* _WHAT NEEDS TO BE DONE_: Render every line of all the entries below as a Markdown table with the columns Row and Text. Number the rows consecutively and omit blank lines.

* _INPUT MATERIAL_:
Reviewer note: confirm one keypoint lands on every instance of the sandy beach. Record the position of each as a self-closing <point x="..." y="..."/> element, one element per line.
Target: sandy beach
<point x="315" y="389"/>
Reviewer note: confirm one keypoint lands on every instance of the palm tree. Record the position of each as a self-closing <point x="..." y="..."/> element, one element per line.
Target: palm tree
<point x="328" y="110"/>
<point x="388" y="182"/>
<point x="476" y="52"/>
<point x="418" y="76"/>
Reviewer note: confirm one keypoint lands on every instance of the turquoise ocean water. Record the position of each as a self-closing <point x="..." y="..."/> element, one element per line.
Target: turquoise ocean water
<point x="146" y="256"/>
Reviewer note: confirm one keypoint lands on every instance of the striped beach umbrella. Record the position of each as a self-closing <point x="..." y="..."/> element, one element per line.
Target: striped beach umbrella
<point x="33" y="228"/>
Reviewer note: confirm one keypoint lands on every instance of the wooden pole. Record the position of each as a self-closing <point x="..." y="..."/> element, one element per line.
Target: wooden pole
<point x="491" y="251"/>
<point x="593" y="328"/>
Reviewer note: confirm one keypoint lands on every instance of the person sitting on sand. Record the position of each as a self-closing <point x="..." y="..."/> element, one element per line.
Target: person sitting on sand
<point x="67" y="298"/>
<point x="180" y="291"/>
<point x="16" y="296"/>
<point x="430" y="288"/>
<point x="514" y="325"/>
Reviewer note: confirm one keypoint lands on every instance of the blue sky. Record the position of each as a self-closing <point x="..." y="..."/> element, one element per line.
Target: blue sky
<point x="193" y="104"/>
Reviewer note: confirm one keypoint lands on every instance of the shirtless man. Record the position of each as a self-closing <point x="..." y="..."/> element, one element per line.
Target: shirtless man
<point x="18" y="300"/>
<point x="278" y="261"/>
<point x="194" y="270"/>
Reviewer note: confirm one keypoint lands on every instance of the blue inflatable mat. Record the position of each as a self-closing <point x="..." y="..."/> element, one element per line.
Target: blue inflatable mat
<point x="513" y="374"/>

* _EXERCISE RESULT_:
| Row | Text |
|---|---|
| 1 | Reviewer note: confirm one keypoint lands on every instance of the sandy beach. Record the position of each as a self-closing <point x="..." y="..."/> element, one element per line. |
| 2 | Target: sandy beach |
| 3 | <point x="315" y="389"/> |
| 4 | Reviewer note: confirm one keypoint lands on every instance of the palm tree. Record the position of each as a self-closing <point x="..." y="..."/> element, one element per line. |
| 5 | Target: palm tree |
| 6 | <point x="328" y="110"/> |
| 7 | <point x="388" y="182"/> |
| 8 | <point x="476" y="52"/> |
| 9 | <point x="418" y="76"/> |
| 10 | Reviewer note: confirm one keypoint lands on every instance of the turquoise ocean water. Record the position of each as a self-closing <point x="..." y="..."/> element, one element per line. |
| 11 | Target: turquoise ocean water |
| 12 | <point x="146" y="256"/> |
| 13 | Reviewer note: confirm one keypoint lands on every instance of the striped beach umbrella. Record the position of each as a self-closing <point x="..." y="..."/> element, one element per line. |
| 14 | Target: striped beach umbrella |
| 15 | <point x="33" y="228"/> |
| 16 | Reviewer note: confirm one keypoint lands on every instance of the wooden pole. Record the position of each as a self-closing <point x="..." y="..."/> element, one element per line. |
| 17 | Target: wooden pole |
| 18 | <point x="491" y="251"/> |
| 19 | <point x="593" y="328"/> |
| 20 | Reviewer note: confirm one keypoint lands on every instance of the person sitting on sand. Record the position of each as a self-closing <point x="..." y="..."/> element, one element per line. |
| 21 | Target: person sitting on sand |
| 22 | <point x="67" y="298"/> |
| 23 | <point x="180" y="291"/> |
| 24 | <point x="16" y="296"/> |
| 25 | <point x="430" y="288"/> |
| 26 | <point x="514" y="325"/> |
| 27 | Reviewer note: confirm one keypoint lands on every instance of the blue sky. Record the position of each as a self-closing <point x="..." y="..."/> element, one element per line. |
| 28 | Target: blue sky |
| 29 | <point x="193" y="104"/> |
| 30 | Reviewer note: confirm one keypoint lands on every instance of the shirtless man. Record the position of each as a self-closing <point x="..." y="..."/> element, one element per line. |
| 31 | Target: shirtless man |
| 32 | <point x="18" y="300"/> |
| 33 | <point x="278" y="261"/> |
| 34 | <point x="194" y="270"/> |
| 35 | Reviewer note: confirm one keypoint lands on every instance of the blue inflatable mat. Record the position of each as a self-closing <point x="..." y="..."/> element, one element per line. |
| 36 | Target: blue inflatable mat |
| 37 | <point x="513" y="374"/> |